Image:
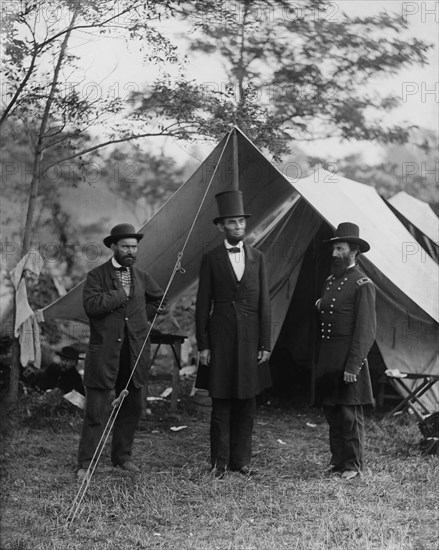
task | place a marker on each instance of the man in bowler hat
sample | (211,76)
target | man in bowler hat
(118,299)
(347,328)
(233,337)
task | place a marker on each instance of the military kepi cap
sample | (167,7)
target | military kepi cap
(230,205)
(348,232)
(122,231)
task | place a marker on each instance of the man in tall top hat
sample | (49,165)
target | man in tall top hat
(348,327)
(118,299)
(233,336)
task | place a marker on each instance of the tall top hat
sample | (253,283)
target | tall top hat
(122,231)
(68,352)
(347,232)
(230,205)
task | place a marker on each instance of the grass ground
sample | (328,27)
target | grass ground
(174,504)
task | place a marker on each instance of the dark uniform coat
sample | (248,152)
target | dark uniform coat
(348,327)
(233,321)
(113,315)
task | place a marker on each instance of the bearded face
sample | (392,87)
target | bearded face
(342,258)
(125,251)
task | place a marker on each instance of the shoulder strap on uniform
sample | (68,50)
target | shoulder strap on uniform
(363,281)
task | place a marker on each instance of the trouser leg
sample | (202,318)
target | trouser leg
(220,432)
(334,418)
(129,413)
(93,425)
(241,432)
(353,436)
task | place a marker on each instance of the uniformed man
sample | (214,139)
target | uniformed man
(233,337)
(348,327)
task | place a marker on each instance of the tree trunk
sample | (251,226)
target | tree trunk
(33,195)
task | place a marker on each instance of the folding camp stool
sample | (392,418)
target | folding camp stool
(425,383)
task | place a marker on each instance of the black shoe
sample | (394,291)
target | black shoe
(218,472)
(129,467)
(333,471)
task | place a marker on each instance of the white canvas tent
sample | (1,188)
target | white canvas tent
(407,285)
(407,289)
(419,218)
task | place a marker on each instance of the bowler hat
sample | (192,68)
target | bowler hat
(68,352)
(121,231)
(347,232)
(230,205)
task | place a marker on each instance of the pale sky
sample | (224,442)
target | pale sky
(111,64)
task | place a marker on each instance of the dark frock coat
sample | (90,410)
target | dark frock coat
(348,328)
(113,316)
(233,321)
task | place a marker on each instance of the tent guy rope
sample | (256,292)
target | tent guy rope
(117,403)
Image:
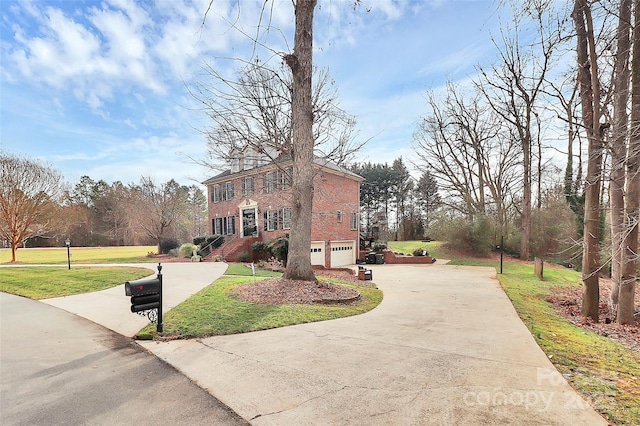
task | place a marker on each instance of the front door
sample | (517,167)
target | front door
(249,225)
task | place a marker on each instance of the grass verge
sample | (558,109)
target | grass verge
(604,371)
(58,255)
(213,311)
(46,282)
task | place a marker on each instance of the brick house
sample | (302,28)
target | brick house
(251,202)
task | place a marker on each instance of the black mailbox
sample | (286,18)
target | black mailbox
(146,294)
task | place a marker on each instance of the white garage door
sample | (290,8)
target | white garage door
(317,253)
(342,253)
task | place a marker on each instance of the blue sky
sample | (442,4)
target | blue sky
(98,88)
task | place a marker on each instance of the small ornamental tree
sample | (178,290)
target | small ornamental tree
(29,197)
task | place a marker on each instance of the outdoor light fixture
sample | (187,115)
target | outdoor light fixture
(68,243)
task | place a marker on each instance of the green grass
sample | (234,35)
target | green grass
(601,369)
(58,255)
(214,311)
(245,271)
(46,282)
(407,247)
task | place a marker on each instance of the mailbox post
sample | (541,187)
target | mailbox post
(146,295)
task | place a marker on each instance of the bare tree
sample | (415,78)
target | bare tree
(255,112)
(591,107)
(514,89)
(297,140)
(300,61)
(159,207)
(618,146)
(632,201)
(29,195)
(462,143)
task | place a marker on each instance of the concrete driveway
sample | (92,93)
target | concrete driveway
(111,308)
(445,347)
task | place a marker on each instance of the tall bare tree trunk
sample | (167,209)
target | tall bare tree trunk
(632,207)
(590,101)
(526,198)
(300,62)
(618,146)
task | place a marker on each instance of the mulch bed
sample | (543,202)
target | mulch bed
(280,291)
(567,300)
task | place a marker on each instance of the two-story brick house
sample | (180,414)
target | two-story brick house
(252,202)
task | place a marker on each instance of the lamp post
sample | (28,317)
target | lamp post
(68,243)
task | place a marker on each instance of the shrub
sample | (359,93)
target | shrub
(204,248)
(167,245)
(243,257)
(186,250)
(473,237)
(379,246)
(261,250)
(420,252)
(280,248)
(216,239)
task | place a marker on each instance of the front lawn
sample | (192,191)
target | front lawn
(601,369)
(44,282)
(58,255)
(214,311)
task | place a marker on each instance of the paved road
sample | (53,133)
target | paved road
(445,347)
(57,368)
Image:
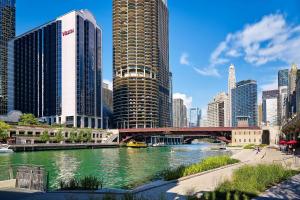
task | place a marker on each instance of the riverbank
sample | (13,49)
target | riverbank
(57,146)
(180,188)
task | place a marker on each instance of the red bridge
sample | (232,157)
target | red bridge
(220,133)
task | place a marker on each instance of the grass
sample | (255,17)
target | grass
(86,183)
(249,181)
(204,165)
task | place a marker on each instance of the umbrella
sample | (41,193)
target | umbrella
(292,142)
(282,142)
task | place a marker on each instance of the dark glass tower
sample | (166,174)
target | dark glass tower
(7,32)
(141,64)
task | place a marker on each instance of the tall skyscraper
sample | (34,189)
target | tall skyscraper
(291,98)
(216,111)
(292,79)
(179,113)
(195,117)
(259,115)
(269,107)
(57,73)
(107,94)
(7,32)
(283,80)
(244,103)
(231,85)
(141,63)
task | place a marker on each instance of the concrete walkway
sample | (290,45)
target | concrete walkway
(286,190)
(195,184)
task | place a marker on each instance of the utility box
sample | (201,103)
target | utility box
(31,178)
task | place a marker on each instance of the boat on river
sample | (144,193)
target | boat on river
(4,148)
(135,144)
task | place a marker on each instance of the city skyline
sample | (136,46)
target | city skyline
(185,53)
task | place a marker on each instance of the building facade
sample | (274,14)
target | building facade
(217,111)
(283,80)
(291,98)
(231,85)
(179,113)
(247,136)
(194,117)
(107,94)
(269,107)
(57,72)
(7,32)
(141,64)
(244,103)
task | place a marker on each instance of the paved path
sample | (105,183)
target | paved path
(206,181)
(287,190)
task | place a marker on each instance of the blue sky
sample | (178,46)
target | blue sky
(258,37)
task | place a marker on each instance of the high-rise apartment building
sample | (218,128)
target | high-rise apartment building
(195,117)
(179,113)
(283,80)
(269,107)
(231,85)
(291,98)
(217,111)
(244,103)
(107,94)
(259,115)
(141,63)
(56,71)
(7,32)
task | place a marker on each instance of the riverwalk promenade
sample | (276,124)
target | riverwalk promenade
(179,189)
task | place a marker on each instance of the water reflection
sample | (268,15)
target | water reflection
(116,167)
(66,166)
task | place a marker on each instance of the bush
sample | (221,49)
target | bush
(86,183)
(44,137)
(248,181)
(204,165)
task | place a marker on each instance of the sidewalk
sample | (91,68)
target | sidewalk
(289,189)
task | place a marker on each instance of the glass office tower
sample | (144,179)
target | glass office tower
(7,32)
(244,103)
(141,64)
(57,71)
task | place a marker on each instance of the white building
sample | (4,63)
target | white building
(65,77)
(217,111)
(231,85)
(179,113)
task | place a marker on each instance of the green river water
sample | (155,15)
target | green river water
(117,167)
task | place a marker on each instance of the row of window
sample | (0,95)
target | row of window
(248,141)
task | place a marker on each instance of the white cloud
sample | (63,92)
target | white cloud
(271,85)
(110,84)
(208,71)
(270,39)
(187,100)
(184,59)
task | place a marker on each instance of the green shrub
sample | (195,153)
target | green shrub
(248,181)
(86,183)
(204,165)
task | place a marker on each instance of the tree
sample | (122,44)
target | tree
(88,136)
(59,136)
(28,119)
(3,130)
(45,136)
(73,136)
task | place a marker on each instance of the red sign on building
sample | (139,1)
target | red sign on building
(68,32)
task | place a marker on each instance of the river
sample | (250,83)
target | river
(117,167)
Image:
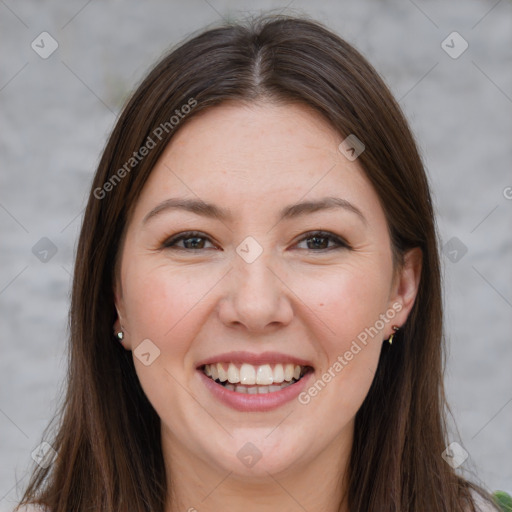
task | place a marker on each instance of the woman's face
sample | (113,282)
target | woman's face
(255,293)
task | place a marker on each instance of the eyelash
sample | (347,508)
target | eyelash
(341,244)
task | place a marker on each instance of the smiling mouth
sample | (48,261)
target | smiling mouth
(249,379)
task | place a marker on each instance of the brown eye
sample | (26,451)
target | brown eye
(319,241)
(192,240)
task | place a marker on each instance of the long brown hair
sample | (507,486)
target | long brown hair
(108,437)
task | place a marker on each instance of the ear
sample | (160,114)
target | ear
(405,286)
(120,324)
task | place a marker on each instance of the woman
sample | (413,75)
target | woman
(256,319)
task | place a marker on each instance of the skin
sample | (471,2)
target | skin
(310,302)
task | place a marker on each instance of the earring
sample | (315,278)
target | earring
(390,339)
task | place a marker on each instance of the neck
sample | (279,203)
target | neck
(195,485)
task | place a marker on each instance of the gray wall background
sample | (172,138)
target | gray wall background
(56,114)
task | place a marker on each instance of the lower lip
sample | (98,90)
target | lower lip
(257,402)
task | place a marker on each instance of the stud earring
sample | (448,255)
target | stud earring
(390,339)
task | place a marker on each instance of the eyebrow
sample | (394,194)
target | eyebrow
(212,211)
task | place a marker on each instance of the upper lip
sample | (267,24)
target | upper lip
(254,359)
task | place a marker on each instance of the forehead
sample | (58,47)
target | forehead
(244,156)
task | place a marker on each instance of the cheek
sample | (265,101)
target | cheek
(161,301)
(345,300)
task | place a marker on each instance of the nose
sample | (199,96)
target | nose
(256,297)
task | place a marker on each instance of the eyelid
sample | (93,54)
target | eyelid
(166,244)
(341,242)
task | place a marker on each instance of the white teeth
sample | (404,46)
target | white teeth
(233,374)
(223,374)
(247,374)
(264,375)
(278,374)
(288,372)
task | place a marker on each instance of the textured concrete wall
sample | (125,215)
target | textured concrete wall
(56,112)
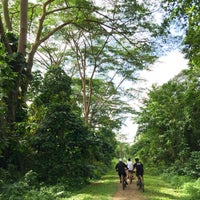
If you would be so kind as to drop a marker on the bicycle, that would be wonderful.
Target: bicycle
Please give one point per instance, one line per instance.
(130, 176)
(123, 182)
(140, 183)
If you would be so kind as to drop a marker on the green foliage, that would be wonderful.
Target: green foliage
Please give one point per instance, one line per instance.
(168, 134)
(192, 189)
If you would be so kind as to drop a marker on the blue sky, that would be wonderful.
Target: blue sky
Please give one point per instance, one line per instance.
(162, 71)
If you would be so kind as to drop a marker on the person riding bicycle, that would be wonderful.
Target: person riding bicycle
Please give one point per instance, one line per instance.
(139, 169)
(130, 168)
(121, 169)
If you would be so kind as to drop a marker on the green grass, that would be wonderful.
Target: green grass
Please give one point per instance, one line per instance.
(157, 188)
(101, 190)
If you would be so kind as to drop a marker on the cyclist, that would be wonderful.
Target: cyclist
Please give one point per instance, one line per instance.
(121, 169)
(130, 169)
(139, 169)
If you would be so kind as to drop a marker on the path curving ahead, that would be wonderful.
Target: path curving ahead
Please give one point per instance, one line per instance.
(131, 192)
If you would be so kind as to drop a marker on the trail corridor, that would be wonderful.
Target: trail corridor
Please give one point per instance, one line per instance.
(131, 192)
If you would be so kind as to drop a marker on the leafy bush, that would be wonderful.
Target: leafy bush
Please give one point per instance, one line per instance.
(192, 189)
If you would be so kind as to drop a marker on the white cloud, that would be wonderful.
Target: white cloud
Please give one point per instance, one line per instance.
(162, 71)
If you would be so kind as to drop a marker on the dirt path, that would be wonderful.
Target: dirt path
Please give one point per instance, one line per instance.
(131, 192)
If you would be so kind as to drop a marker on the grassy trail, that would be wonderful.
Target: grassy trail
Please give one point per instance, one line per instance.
(101, 190)
(156, 188)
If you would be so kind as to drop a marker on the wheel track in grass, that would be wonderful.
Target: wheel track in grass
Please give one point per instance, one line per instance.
(131, 192)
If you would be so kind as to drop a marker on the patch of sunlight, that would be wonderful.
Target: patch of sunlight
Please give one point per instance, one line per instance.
(170, 193)
(87, 197)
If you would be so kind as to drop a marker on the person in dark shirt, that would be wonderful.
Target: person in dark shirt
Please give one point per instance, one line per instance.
(121, 169)
(139, 168)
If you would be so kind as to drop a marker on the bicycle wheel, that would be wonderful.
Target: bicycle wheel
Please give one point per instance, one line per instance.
(130, 178)
(142, 187)
(122, 182)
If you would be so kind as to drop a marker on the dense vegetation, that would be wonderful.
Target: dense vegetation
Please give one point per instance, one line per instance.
(63, 65)
(169, 122)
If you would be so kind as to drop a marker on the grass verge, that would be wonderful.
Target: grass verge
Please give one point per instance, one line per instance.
(102, 189)
(171, 188)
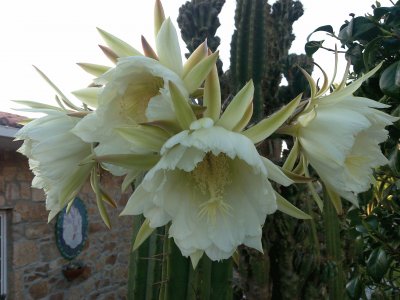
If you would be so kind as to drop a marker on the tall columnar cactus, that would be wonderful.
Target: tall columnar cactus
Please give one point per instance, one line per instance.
(198, 21)
(249, 49)
(160, 272)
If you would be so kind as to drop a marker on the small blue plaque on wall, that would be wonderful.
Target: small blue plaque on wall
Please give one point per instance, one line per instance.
(71, 229)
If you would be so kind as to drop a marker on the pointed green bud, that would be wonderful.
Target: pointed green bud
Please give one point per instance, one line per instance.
(144, 232)
(58, 91)
(93, 69)
(288, 208)
(198, 55)
(199, 72)
(37, 105)
(89, 95)
(314, 194)
(212, 95)
(245, 120)
(94, 181)
(268, 126)
(195, 258)
(168, 49)
(117, 45)
(183, 111)
(129, 178)
(159, 17)
(292, 157)
(335, 199)
(148, 50)
(111, 55)
(235, 111)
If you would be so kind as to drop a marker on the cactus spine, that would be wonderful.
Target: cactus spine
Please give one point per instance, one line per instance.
(249, 50)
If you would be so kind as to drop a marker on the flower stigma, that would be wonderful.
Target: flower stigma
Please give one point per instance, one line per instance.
(137, 96)
(211, 176)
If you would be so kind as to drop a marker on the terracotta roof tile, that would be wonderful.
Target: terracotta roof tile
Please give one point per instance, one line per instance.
(11, 120)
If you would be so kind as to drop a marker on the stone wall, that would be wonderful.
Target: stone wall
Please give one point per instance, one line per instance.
(34, 262)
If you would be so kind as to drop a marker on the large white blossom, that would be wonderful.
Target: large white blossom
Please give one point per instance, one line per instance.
(136, 91)
(339, 134)
(212, 185)
(55, 154)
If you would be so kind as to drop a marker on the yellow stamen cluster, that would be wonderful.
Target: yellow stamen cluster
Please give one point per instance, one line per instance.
(211, 177)
(137, 96)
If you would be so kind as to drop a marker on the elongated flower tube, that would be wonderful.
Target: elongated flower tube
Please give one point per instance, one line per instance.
(54, 154)
(339, 135)
(211, 183)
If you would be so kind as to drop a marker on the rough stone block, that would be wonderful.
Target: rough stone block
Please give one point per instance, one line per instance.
(39, 290)
(24, 253)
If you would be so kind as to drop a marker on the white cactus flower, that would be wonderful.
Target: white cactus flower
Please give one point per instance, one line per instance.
(54, 154)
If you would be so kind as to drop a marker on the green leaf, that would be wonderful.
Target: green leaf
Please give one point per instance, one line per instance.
(379, 12)
(390, 80)
(335, 199)
(312, 47)
(354, 288)
(377, 264)
(325, 28)
(288, 208)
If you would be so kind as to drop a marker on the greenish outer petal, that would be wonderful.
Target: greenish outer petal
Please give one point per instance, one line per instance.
(99, 126)
(345, 158)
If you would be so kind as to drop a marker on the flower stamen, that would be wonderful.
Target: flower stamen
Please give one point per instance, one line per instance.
(211, 177)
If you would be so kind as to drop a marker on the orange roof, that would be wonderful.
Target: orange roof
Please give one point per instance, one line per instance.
(10, 120)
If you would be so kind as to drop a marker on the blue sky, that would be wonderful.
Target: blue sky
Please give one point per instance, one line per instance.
(54, 35)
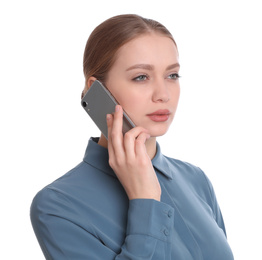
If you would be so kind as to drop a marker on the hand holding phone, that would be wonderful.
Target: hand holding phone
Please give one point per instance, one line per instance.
(98, 102)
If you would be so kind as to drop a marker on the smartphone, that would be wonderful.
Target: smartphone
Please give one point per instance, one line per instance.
(98, 102)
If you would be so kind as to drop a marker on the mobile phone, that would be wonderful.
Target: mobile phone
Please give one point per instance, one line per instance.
(98, 102)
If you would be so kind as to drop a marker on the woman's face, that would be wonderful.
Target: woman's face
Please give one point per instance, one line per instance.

------------------------

Could you set down verbatim the lines from the beginning of the entries above through the line containing "the man in tall top hat", both included, leaving out the pictures?

#### Solution to the problem:
Image:
task | place a marker on each instance of the man in bowler hat
sample | (211,76)
target | man in bowler hat
(118,299)
(347,328)
(233,337)
task | place a marker on each instance of the military kepi cap
sample | (167,7)
target | military kepi cap
(230,205)
(348,232)
(122,231)
task | place a marker on each instance of the man in tall top hat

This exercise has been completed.